* **PROBLEMS TO SOLVE**
1. Identify every album by Muhabbet that the Muhabbet profile names.
2. In the Muhabbet profile, condense the paragraph beginning "Muhabbet uses his high public profile" into a bulleted list that retains its principal facts.

━━━━━ PROVIDED PASSAGE

Rehabilitated Crooner
"Sie liegt in meinen Armen" (She's lying in my arms), written by Murat Ersen alias Muhabbet, was the anthem of the year in Germany's Turkish community in 2005. The 25-year-old R'n'B singer combines oriental pop with hip-hop and rhythm & blues.
His third album has just come out, with the less than subtle title "Das Album". "The songs have a dirty R'n'B touch," says Muhabbet. He is a star of the Turkish-German music scene and even wrote Turkey's theme song for the 2008 European football cup.
Muhabbet's road to success started when he uploaded the pathos-laden single "Sie liegt in meinen Armen" onto the internet in 2003. Several thousand downloads later, the producer Ünal Yüksel signed him up to his company Plak Music. And it was Yüksel who got Muhabbet a record deal with Sony BMG.
His first album "RnBesk" came out in 2005, with "Sie liegt in meinen Armen" selling over 250,000 times via download portals. The next logical step was a tour, reaching its climax at Berlin's "Turkish Day", where Muhabbet performed to a rapt audience of 150,000. His second album "In deinen Straßen" (In your streets) followed in summer 2007.
Social engagement
Muhabbet uses his high public profile for social initiatives, supporting an anti-violence campaign run by the youth magazine Bravo and acting as a UNICEF representative and "role model of the year" for the SOS Children's Village initiative in Berlin in 2006. He has also been an ambassador for "Football Meets Culture", an educational project organised by the Frankfurt Book Fair.
Muhabbet has also been involved in the Ernst Reuter Initiative, founded in 2006 by the German foreign minister Frank-Walter Steinmeier and his Turkish counterpart at the time, Abdullah Gül, to promote dialogue between the two countries.
He is currently campaigning for the German Bone Marrow Donor Centre. All this voluntary work is no coincidence – Muhabbet knows how hard life can be for migrants in Germany. Although he has been living in Berlin for several years, he was born to Anatolian immigrants and grew up in the Cologne suburb of Bocklemünd – the city's answer to France's banlieues.
Muhabbet got into trouble at school and saw the inside of a young offenders' institution on remand for the first time at the age of 12. "I was arrogant and got bad marks," comments Muhabbet. "They sent me to the school psychologist every other year." He left home at 16 and never went back.
Between provocation and glorification of violence
Social workers at a youth centre spotted his talent and encouraged him to start making music. So he and his brother founded the band "Kanaken Kollabo", turning out hard rap with soft soul vocals. Their music was considered sexist and violent.
"We were young and we wanted to be provocative," Muhabbet says looking back. One of the over 500 songs the brothers recorded and distributed via the internet even paid tribute to the Turkish youth organisation Grey Wolves.

━━━━━━━━━━
━━━━━ SUPPLIED MATERIAL

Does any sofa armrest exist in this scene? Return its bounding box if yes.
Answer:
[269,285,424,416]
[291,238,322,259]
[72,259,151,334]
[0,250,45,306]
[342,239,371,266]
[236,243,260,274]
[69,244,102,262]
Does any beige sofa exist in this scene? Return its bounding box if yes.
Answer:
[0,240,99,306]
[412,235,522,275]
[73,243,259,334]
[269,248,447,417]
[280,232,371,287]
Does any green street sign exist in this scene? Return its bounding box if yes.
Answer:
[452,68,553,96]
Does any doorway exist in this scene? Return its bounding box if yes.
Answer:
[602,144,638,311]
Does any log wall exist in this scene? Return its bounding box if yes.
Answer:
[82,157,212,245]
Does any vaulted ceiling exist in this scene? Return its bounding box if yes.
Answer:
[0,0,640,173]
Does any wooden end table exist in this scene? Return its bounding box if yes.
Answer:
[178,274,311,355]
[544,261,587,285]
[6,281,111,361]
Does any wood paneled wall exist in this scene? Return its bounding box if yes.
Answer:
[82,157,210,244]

━━━━━━━━━━

* **THE RESULTS**
1.
- "RnBesk" (his first album, released in 2005)
- "In deinen Straßen" (his second album, released in summer 2007)
- "Das Album" (his third album)

2.
Muhabbet uses his public profile for social initiatives:
- He supports an anti-violence campaign run by the youth magazine Bravo.
- He has served as a UNICEF representative.
- He was "role model of the year" for the SOS Children's Village initiative in Berlin in 2006.
- He has been an ambassador for "Football Meets Culture," an educational project organized by the Frankfurt Book Fair.